Problem 1 — List every detail of the widow's description of the assailant given in the news article below.
Problem 2 — According to the news article below, where does Tribble say he was at the time of the holdup?
Problem 3 — Copy the passage of the news article below, starting at "Tribble says the widow’s" and continuing up to and including "a stocking mask.".

Text segment —

☆ ☆ ☆ ☆

Declared ‘Innocent’ After 28 Years in Prison

     WASHINGTON (CN) – A man exonerated by DNA evidence after 28 years in prison for a fatal armed robbery has filed a damning federal complaint against D.C. police.
     Santae Tribble says he was asleep in Maryland at the time police said he was holding up taxi cab driver John McCormick in southeast Washington.
     It was about 3 a.m. on July 26, 1978, and McCormick was just coming home after working a night shift, Tribble says.
     McCormick’s wife heard the commotion outside her window and called the police, who found “found Mr. McCormick on the floor of the porch, his pockets turned out, with a fatal gunshot wound to the chest,” the complaint states.
     Tribble says the widow’s only description of the assailant was that he was black, about the same height as her husband, 5-foot-7, and had obscured his face with a stocking mask.
     “Later that morning, a Metropolitan police officer found the stocking mask that had been used by the perpetrator near the McCormick house,” the May 8 complaint states. “The MPD also recovered the bullet which killed Mr. McCormick.”
     Investigators allegedly linked the bullet that killed McCormick to the same gun that killed the victim of another armed robbery roughly two weeks before.
     Tribble says the spate of armed robberies in the area had everyone on high alert, and that the witless police force had “resorted to simply stopping, and spot checking dozens of individuals on the street in the area where the murders had occurred.”

☆ ☆ ☆ ☆

[Saved entries]
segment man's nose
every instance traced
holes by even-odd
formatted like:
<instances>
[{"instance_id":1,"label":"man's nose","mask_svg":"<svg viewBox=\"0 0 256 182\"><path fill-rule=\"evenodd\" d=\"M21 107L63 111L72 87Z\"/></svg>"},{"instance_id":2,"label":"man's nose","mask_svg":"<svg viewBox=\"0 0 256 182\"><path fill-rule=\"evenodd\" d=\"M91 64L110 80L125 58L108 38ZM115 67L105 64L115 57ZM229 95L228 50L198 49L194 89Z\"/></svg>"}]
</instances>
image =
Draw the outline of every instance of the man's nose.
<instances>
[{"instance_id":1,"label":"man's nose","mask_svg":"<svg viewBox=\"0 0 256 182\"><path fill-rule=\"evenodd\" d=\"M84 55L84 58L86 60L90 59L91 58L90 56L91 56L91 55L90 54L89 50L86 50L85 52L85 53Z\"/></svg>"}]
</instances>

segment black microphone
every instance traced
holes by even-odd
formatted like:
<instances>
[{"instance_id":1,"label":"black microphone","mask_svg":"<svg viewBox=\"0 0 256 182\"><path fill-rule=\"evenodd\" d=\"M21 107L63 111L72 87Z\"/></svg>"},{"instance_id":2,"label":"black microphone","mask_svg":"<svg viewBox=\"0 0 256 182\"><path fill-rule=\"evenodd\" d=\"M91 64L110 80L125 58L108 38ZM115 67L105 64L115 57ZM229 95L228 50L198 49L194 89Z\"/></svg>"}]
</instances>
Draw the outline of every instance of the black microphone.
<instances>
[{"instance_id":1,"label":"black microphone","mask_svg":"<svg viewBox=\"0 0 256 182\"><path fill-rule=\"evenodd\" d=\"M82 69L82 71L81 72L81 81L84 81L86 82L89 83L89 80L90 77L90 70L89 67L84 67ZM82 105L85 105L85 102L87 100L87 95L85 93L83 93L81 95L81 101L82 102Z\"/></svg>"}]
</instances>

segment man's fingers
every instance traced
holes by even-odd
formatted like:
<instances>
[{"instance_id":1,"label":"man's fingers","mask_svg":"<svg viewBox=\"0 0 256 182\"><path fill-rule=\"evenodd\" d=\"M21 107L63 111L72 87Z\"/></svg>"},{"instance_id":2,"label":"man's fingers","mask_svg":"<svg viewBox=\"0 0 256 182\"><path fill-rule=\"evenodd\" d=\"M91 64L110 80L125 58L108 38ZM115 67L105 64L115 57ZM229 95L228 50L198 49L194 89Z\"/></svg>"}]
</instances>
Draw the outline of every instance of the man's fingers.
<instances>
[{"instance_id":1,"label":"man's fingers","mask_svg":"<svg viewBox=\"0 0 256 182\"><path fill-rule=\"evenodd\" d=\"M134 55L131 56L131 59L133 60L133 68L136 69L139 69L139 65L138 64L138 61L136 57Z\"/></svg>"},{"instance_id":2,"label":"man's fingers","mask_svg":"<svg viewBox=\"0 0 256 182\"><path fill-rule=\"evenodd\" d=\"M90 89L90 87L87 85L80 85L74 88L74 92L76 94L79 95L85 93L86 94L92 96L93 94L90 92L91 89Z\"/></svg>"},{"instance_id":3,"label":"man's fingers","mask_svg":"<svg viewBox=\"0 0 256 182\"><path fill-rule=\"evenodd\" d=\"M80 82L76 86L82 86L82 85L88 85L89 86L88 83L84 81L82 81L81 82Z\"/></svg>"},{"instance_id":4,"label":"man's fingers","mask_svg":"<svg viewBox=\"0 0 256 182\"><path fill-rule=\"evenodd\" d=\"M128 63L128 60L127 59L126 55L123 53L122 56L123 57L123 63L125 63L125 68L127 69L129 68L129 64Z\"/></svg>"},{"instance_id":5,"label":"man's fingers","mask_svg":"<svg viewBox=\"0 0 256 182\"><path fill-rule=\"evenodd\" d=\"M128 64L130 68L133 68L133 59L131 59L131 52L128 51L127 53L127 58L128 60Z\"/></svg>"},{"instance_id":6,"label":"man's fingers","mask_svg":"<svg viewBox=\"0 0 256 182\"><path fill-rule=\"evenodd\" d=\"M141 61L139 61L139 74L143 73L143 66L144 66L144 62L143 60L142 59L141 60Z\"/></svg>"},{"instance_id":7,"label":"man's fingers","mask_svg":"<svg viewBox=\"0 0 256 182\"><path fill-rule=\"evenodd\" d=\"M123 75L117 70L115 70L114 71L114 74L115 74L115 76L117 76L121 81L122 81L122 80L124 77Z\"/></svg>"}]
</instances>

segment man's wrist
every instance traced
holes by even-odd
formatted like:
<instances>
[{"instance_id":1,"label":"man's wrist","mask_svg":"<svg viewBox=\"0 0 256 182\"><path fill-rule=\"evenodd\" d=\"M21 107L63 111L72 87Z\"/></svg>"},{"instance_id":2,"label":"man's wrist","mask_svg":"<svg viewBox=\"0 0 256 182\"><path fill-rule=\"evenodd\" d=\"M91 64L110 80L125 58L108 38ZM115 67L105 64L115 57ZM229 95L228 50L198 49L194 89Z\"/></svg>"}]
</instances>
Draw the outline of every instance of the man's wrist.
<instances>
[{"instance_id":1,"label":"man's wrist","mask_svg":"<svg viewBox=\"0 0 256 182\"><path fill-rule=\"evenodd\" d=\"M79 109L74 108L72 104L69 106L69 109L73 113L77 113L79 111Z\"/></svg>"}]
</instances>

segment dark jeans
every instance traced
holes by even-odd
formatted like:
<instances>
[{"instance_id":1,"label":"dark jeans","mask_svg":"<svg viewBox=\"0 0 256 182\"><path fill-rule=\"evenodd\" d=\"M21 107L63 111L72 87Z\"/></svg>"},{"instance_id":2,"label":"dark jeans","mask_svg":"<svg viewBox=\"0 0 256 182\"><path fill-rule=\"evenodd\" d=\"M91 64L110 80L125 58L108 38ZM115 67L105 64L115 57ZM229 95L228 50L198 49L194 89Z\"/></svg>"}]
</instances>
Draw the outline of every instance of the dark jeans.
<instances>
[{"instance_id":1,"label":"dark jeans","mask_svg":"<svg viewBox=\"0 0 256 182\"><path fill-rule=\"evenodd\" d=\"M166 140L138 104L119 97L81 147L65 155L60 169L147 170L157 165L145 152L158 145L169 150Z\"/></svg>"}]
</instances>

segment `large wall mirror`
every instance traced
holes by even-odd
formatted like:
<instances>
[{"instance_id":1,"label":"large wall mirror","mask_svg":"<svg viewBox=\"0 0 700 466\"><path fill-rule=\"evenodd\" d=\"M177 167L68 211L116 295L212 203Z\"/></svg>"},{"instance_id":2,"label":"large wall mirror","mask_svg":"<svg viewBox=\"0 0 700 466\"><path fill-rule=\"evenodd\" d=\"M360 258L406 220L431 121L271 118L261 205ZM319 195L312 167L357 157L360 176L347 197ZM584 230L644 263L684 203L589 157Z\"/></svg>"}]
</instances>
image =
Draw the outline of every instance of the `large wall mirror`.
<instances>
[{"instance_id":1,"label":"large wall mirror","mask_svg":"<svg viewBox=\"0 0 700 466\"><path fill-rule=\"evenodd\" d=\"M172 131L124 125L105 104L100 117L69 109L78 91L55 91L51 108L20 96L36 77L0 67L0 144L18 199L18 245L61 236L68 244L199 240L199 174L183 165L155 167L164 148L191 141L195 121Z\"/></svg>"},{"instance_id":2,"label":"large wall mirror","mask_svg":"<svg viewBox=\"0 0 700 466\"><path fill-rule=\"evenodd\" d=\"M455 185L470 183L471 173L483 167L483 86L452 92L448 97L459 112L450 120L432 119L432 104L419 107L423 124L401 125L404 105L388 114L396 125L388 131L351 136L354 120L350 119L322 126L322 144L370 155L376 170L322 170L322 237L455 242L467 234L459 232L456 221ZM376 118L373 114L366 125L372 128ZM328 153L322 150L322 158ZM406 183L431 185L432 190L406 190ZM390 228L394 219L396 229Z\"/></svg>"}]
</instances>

☆ ☆ ☆ ☆

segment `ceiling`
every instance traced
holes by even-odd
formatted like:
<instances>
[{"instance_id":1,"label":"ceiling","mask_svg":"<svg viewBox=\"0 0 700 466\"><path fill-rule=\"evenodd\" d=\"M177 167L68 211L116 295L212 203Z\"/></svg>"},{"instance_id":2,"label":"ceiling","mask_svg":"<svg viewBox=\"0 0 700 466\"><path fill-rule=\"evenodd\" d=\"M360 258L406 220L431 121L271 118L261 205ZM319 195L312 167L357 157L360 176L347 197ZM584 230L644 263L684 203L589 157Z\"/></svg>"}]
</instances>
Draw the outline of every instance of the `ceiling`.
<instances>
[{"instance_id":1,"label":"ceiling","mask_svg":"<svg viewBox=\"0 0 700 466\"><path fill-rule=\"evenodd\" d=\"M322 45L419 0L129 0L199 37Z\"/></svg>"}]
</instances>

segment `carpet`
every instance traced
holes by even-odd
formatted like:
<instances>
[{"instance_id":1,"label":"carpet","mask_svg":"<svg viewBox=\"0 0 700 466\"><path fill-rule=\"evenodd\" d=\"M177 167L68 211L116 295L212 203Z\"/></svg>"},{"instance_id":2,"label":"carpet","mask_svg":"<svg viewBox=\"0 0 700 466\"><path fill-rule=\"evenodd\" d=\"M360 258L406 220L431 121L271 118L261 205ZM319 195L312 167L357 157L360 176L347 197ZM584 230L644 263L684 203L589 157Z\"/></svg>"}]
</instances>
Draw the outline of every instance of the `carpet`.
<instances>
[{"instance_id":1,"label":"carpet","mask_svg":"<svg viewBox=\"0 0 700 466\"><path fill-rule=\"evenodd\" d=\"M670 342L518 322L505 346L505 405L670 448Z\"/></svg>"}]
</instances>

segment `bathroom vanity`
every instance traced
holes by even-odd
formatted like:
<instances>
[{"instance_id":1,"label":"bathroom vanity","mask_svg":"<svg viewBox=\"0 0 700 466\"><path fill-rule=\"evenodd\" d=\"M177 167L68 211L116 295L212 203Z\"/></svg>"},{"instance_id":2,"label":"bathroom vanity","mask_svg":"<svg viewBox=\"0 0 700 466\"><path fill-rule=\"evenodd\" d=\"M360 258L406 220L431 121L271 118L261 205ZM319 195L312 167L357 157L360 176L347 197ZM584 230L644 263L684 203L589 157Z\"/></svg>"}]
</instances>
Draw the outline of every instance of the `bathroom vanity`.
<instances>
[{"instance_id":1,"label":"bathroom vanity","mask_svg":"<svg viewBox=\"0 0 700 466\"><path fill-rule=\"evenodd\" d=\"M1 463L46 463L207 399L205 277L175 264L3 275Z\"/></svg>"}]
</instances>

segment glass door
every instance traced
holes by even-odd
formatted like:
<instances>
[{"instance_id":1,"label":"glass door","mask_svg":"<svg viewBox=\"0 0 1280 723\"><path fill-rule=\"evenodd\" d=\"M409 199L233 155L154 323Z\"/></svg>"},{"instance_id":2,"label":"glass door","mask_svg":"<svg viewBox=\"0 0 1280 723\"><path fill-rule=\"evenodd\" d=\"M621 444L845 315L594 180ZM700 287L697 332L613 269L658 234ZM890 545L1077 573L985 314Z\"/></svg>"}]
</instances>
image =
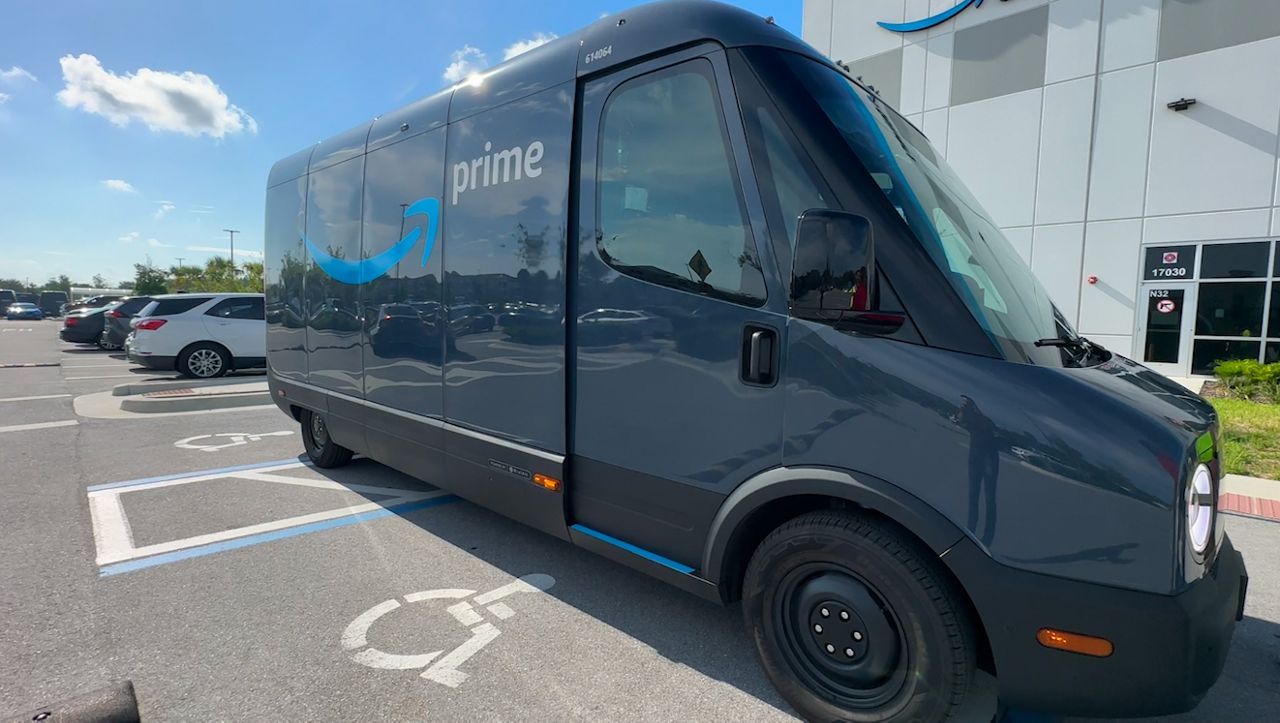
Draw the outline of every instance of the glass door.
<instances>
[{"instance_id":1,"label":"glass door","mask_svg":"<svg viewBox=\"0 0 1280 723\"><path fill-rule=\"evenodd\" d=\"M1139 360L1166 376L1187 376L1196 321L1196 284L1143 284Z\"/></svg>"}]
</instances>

☆ ☆ ☆ ☆

Response area 1 —
- He was black.
- He was about the same height as her husband, 5-foot-7.
- He had obscured his face with a stocking mask.

Response area 2 — He says he was asleep in Maryland.

Response area 3 —
Tribble says the widow’s only description of the assailant was that he was black, about the same height as her husband, 5-foot-7, and had obscured his face with a stocking mask.